PROBLEM STATEMENT:
Please pull out each line of the entries below that contains the string "front". Upper- and lowercase letters must match.

RECORDS PROVIDED:

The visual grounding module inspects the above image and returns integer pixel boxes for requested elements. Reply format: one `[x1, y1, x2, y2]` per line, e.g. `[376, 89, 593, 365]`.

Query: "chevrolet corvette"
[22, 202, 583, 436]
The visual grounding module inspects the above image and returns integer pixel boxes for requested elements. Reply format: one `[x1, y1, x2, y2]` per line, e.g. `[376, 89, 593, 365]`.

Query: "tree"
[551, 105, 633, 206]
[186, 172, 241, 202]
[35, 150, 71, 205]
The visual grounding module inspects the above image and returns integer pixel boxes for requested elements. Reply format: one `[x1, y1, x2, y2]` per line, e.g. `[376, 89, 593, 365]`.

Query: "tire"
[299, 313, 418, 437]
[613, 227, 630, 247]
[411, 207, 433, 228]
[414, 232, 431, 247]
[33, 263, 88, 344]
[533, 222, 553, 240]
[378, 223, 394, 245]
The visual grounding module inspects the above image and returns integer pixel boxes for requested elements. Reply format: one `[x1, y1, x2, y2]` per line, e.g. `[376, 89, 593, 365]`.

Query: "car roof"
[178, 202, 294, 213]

* * *

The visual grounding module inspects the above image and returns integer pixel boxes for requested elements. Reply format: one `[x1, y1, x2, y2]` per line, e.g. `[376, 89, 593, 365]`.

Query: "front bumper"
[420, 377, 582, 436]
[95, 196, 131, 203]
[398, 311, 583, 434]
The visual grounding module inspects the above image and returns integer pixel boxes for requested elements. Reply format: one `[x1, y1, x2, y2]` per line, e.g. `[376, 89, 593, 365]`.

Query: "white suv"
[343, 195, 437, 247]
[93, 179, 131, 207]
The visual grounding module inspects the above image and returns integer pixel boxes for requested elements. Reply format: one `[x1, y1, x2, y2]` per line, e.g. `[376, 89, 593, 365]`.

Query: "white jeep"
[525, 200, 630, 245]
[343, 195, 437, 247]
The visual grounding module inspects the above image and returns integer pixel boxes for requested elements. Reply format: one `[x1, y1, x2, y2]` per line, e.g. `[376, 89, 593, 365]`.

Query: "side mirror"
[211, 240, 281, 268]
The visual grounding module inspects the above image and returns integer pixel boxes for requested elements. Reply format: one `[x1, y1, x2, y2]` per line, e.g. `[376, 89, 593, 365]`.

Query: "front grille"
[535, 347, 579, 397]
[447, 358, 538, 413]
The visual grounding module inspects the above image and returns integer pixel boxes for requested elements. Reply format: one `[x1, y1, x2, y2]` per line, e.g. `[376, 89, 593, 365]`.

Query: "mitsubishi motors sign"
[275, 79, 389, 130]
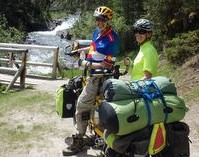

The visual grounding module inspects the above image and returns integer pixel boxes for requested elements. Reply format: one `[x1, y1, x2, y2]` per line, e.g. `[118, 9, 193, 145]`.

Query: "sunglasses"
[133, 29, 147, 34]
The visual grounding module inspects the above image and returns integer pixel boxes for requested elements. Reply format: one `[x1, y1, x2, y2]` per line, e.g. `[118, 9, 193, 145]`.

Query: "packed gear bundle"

* * *

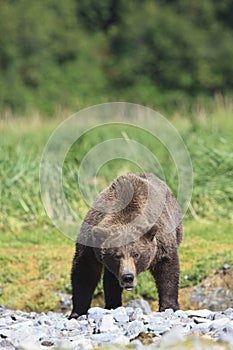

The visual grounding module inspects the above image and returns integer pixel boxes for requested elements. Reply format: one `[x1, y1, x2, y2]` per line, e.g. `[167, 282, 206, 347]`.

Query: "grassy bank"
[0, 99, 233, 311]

THE COMPLETED TASK:
Query: "front bumper"
Query: "front grille"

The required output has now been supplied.